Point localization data

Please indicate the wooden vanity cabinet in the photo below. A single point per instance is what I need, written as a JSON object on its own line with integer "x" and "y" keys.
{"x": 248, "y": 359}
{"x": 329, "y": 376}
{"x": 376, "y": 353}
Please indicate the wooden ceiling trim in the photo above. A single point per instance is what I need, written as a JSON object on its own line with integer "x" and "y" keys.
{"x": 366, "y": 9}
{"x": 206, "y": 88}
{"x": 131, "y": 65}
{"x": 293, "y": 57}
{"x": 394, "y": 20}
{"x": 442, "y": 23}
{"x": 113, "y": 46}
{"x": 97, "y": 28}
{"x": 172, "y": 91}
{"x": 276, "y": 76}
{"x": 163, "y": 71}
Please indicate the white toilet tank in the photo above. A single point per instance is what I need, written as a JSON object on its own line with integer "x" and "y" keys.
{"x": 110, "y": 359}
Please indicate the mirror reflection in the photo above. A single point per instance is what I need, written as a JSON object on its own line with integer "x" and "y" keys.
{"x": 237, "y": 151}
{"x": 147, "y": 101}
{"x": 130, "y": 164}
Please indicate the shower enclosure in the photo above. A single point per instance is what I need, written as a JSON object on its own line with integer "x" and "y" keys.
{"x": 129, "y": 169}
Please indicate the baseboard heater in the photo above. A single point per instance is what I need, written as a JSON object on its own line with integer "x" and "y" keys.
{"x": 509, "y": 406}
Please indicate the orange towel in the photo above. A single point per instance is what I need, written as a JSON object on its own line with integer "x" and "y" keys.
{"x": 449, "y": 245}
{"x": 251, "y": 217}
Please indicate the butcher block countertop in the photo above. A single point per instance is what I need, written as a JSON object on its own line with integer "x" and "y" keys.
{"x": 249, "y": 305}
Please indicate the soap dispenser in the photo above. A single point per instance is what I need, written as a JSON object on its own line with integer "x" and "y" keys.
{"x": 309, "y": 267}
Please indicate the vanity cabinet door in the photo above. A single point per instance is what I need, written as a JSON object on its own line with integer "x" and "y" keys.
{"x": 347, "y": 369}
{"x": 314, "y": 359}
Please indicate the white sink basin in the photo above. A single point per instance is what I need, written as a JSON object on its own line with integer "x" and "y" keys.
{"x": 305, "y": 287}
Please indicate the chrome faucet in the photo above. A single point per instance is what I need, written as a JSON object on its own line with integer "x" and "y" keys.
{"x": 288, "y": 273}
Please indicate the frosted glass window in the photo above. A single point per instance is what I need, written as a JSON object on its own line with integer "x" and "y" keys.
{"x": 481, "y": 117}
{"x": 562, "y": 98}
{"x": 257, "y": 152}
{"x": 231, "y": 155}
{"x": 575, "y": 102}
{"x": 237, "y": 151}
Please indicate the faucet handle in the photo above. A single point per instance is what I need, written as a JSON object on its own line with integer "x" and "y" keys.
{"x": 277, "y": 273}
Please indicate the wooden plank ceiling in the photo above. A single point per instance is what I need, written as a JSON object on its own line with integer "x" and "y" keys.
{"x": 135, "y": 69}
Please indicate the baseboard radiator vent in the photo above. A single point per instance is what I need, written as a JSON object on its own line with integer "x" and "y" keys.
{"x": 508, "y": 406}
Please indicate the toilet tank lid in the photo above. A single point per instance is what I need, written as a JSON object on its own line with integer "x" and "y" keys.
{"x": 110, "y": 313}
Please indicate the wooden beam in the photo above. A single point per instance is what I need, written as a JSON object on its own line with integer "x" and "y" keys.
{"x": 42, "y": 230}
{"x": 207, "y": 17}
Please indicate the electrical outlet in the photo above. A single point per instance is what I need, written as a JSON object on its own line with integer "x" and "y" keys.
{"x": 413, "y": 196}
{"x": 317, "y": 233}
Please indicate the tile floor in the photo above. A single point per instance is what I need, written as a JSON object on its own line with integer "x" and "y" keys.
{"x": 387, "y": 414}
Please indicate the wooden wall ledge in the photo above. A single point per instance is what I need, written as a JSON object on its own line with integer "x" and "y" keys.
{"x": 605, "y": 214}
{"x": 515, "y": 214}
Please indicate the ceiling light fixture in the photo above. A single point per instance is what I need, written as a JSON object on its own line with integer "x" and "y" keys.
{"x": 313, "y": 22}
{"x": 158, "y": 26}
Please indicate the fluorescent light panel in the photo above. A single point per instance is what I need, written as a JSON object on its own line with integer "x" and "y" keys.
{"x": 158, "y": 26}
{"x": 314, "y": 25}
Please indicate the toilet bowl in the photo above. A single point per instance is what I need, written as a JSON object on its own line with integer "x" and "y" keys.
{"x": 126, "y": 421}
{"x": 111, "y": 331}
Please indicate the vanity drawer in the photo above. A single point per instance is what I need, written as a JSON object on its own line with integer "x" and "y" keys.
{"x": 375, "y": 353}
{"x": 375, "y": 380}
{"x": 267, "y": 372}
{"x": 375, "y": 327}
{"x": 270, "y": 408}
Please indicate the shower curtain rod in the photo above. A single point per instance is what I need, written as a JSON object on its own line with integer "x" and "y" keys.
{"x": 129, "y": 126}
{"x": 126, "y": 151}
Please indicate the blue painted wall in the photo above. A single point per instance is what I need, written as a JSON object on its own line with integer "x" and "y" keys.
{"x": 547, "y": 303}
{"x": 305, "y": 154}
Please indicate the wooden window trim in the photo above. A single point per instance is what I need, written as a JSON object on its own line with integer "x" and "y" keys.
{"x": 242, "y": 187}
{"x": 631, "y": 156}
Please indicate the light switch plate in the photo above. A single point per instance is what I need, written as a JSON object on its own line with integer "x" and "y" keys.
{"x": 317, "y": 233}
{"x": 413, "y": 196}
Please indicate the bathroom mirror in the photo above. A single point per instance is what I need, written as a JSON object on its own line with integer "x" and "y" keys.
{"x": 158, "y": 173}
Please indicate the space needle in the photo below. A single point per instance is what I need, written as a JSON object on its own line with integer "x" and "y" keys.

**Work instruction**.
What is needed is a word-for-word copy of all the records above.

**Response below**.
Please indicate the wooden vanity cabinet in the photo below. A single point per instance is what I need, written as a JSON object on its own line with integer "x" and "y" keys.
{"x": 248, "y": 359}
{"x": 329, "y": 376}
{"x": 376, "y": 353}
Please indicate the wooden ceiling trim in the photo above. A single point per instance is what I need, written as a JSON object on its own line with integer "x" and "y" keys.
{"x": 366, "y": 9}
{"x": 206, "y": 88}
{"x": 131, "y": 65}
{"x": 293, "y": 57}
{"x": 394, "y": 20}
{"x": 442, "y": 23}
{"x": 113, "y": 46}
{"x": 97, "y": 28}
{"x": 172, "y": 91}
{"x": 276, "y": 76}
{"x": 163, "y": 71}
Please indicate the white toilet tank in the photo above. A single point per instance is what I need, written as a JSON object on its own line with integer "x" and "y" keys.
{"x": 110, "y": 359}
Please indicate the mirror reflection in the photo above. A single point per instance is what I need, written as a JSON object on its own line with integer "x" and "y" keys.
{"x": 237, "y": 151}
{"x": 147, "y": 101}
{"x": 130, "y": 164}
Please indicate the shower enclosure in the photo above. A single point per instance is what I need, written as a JSON object on its own line with integer "x" and "y" keys.
{"x": 129, "y": 169}
Please indicate the baseboard heater in the photo above. A single point per instance is what I need, written as a JSON object on its own line with integer "x" and "y" keys.
{"x": 509, "y": 406}
Please indicate the orange towel in the photo above. A single point per instance is what I need, written as a JSON object on its own line with integer "x" and "y" keys.
{"x": 449, "y": 245}
{"x": 251, "y": 217}
Please indicate the butcher block countertop in the photo above. A single point per instance is what I need, written as a JSON object on its own line with integer "x" and "y" keys.
{"x": 249, "y": 305}
Please indicate the soap dispenser in the photo above. A single point per instance is what I need, written as a JSON object on its own line with integer "x" and "y" keys.
{"x": 309, "y": 267}
Please indicate the vanity cabinet door in the photo above. A single point per instance is what I need, written as a JSON object on its own line with integer "x" and "y" keys.
{"x": 347, "y": 369}
{"x": 314, "y": 359}
Please indicate the white sink basin in the photo above. A single point per instance is what I need, written as a JSON object on its own line with integer "x" and "y" keys.
{"x": 305, "y": 287}
Please indicate the chrome faucet in the photo above. A single point per instance is what I need, written as a JSON object on its own line with integer "x" and "y" keys.
{"x": 288, "y": 273}
Please indicate the frosted glass window in the photo above. A single point per instance is what I need, written as a JSON object on its own line with integer "x" and "y" keys.
{"x": 481, "y": 117}
{"x": 562, "y": 98}
{"x": 257, "y": 152}
{"x": 231, "y": 155}
{"x": 575, "y": 102}
{"x": 237, "y": 151}
Please indicate the faucet handle in the photo above. A single point per instance is what I need, written as a JSON object on its own line with integer "x" and "y" keys.
{"x": 277, "y": 273}
Please indicate the wooden plank ceiling in the photo above. A single point per instance is what I need, written as a JSON object on its own line with integer "x" and "y" keys.
{"x": 135, "y": 69}
Please indicate the baseboard radiator vent in the photo above. A single point per instance is what I need, written as a JSON object on its own line with integer "x" and "y" keys.
{"x": 508, "y": 406}
Please indicate the toilet tank lid in the photo above. A single point per instance is what I need, written as a JSON object on its own line with integer "x" and "y" keys.
{"x": 110, "y": 313}
Please indicate the wooden beam in the photo above. A single point per instance is what I need, written as a JSON object on its own line with integer "x" and "y" keys.
{"x": 42, "y": 230}
{"x": 207, "y": 17}
Please indicate the electrical outlet in the photo above. A single point per instance is what I need, written as a JSON object on its own line with integer "x" and "y" keys.
{"x": 413, "y": 196}
{"x": 317, "y": 233}
Please indicate the tile floor in the photo above. A single point per instance is what I need, written as a JSON object on its own line with integer "x" and "y" keys.
{"x": 387, "y": 414}
Please indicate the wooden wall ledge in the photo above. A single point per instance is what I need, written as a JSON object on its own line with integer "x" and "y" keys.
{"x": 605, "y": 214}
{"x": 515, "y": 214}
Please indicate the ceiling light fixture in the photo above. A single point per instance is what I need, written as a JSON object on its own line with integer "x" and "y" keys.
{"x": 313, "y": 22}
{"x": 158, "y": 26}
Please indicate the fluorescent light panel in the photo above. A single point per instance is what I need, written as a JSON object on its own line with integer "x" and "y" keys.
{"x": 158, "y": 26}
{"x": 314, "y": 25}
Please indicate the toilet bowl in the photo above. A single point per instance is what I need, written as a JSON object on its own line with integer "x" and "y" keys.
{"x": 126, "y": 421}
{"x": 111, "y": 331}
Please indicate the vanity drawer in the photo above. A single point per instance is what I need, written as a JSON object on its own line with integer "x" and "y" keys.
{"x": 375, "y": 353}
{"x": 375, "y": 380}
{"x": 267, "y": 372}
{"x": 375, "y": 327}
{"x": 270, "y": 408}
Please indicate the shower curtain rod in the photo above. A single point per instance is what I need, written as a JSON object on its own line with integer "x" and "y" keys.
{"x": 129, "y": 126}
{"x": 126, "y": 151}
Please indicate the blue painted wall in the photo above. A single point per instance is what I need, written as a JSON object on its own line with integer "x" and "y" keys.
{"x": 547, "y": 303}
{"x": 305, "y": 154}
Please indicate the wooden window trim in the photo above. A single point per instance is what I need, written as a JSON object on its own line with integer "x" and "y" keys.
{"x": 242, "y": 187}
{"x": 631, "y": 156}
Please indicate the light switch plate in the photo above. A single point per instance is what I need, written as a JSON object on its own line with integer "x" and "y" keys.
{"x": 317, "y": 233}
{"x": 413, "y": 196}
Please indicate the bathroom mirror in the photo above. A single point per instance is what I need, written as a JSON object on its own line with integer "x" and "y" keys.
{"x": 158, "y": 173}
Please indicate the space needle in the photo below. A single point per instance is what I need, written as a JSON object on its own line with integer "x" and "y" keys.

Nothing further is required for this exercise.